» **Exercise aim**:
Your response should contain every line from the data below that holds the string "arch".

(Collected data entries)
= Beginning of Section =
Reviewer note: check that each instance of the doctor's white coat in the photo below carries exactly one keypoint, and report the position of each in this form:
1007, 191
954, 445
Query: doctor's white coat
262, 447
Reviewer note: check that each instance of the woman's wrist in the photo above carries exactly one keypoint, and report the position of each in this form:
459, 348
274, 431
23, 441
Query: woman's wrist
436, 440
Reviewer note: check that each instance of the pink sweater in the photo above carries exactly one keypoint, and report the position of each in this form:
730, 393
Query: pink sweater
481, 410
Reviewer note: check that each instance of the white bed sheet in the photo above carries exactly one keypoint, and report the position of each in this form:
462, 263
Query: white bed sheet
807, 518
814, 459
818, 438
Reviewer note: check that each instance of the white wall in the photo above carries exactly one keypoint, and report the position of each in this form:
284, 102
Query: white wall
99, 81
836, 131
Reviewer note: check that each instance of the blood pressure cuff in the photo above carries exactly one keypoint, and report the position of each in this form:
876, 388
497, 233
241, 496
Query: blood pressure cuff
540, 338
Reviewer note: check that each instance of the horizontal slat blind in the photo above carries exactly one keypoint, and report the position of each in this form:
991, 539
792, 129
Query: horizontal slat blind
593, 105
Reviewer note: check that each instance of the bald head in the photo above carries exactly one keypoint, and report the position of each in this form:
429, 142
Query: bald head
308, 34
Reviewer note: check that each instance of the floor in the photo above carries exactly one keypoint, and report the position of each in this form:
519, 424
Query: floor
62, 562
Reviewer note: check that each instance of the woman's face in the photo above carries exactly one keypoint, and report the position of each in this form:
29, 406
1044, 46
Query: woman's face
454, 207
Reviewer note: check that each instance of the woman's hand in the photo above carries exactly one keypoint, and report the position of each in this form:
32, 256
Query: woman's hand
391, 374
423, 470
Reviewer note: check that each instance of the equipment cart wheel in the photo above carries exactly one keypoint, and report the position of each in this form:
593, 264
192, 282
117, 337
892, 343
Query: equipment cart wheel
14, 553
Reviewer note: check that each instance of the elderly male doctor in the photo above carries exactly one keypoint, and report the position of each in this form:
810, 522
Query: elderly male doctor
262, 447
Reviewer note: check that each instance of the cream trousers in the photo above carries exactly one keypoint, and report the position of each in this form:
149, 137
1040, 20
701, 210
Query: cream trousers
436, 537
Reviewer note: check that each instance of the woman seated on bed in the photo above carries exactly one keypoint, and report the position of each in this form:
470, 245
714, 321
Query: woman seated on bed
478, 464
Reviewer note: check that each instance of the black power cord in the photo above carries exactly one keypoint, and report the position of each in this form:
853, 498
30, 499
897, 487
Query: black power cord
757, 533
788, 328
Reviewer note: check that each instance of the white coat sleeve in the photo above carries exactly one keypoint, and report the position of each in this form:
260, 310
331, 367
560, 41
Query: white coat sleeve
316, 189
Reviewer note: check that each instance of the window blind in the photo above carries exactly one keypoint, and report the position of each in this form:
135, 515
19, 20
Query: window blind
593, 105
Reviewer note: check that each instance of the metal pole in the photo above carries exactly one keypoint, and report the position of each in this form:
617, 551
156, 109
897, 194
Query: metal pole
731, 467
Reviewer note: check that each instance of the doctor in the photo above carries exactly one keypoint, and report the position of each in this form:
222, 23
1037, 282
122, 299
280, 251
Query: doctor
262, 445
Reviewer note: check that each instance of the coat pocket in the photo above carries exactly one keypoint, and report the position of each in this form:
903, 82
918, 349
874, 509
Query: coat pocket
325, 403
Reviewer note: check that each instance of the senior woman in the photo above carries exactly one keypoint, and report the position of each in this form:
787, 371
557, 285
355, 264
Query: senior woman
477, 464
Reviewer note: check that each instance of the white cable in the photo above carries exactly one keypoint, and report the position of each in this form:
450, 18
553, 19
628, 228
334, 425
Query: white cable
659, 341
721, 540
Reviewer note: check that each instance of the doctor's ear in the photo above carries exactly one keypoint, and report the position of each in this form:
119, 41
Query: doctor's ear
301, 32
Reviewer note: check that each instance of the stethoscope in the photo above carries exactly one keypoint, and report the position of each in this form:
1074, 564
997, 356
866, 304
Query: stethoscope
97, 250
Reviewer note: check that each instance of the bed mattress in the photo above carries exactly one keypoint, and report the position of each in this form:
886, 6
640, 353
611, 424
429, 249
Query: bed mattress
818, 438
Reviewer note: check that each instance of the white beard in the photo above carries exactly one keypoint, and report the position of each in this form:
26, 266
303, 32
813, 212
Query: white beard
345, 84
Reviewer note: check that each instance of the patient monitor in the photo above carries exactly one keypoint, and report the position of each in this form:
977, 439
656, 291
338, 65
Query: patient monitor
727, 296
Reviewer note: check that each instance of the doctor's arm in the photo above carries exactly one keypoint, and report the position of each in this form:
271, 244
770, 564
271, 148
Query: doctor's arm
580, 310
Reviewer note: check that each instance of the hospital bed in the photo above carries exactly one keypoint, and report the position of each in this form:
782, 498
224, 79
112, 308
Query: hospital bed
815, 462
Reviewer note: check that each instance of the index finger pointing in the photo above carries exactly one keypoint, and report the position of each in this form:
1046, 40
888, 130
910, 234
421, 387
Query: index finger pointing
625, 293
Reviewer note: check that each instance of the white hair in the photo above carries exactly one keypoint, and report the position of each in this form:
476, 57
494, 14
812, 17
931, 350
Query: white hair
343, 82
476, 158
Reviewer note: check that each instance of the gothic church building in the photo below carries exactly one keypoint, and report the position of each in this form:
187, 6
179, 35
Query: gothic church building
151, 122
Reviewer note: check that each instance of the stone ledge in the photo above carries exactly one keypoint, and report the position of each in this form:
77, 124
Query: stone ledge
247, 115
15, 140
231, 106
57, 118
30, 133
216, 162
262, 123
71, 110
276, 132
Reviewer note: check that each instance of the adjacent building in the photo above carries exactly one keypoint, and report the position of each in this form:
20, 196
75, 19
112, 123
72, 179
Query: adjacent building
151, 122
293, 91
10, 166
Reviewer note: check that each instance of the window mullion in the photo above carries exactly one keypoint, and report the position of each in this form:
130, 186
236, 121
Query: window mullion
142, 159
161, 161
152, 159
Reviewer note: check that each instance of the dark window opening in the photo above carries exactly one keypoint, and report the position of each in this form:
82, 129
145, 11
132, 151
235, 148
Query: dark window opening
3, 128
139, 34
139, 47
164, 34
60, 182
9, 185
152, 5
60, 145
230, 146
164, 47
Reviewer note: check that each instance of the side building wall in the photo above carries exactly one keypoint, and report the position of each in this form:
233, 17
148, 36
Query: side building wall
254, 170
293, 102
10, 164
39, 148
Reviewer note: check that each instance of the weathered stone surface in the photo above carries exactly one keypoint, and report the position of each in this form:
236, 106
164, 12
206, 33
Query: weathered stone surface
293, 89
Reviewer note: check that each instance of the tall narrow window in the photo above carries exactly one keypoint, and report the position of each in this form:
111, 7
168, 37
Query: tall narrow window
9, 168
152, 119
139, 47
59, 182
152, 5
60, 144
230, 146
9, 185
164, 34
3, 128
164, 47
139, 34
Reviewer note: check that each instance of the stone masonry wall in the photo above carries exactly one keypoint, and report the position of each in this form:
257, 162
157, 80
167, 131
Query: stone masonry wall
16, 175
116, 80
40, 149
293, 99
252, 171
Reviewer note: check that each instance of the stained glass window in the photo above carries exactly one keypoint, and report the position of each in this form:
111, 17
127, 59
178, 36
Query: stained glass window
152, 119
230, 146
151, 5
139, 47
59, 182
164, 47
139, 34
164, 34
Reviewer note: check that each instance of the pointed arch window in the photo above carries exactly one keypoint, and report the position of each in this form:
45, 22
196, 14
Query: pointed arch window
= End of Section =
» **Response to the task**:
Reviewer note: check that each instance of the pointed arch window in the photo above carries exactly one keypoint, and report the position of each in this form:
Query: pointed arch window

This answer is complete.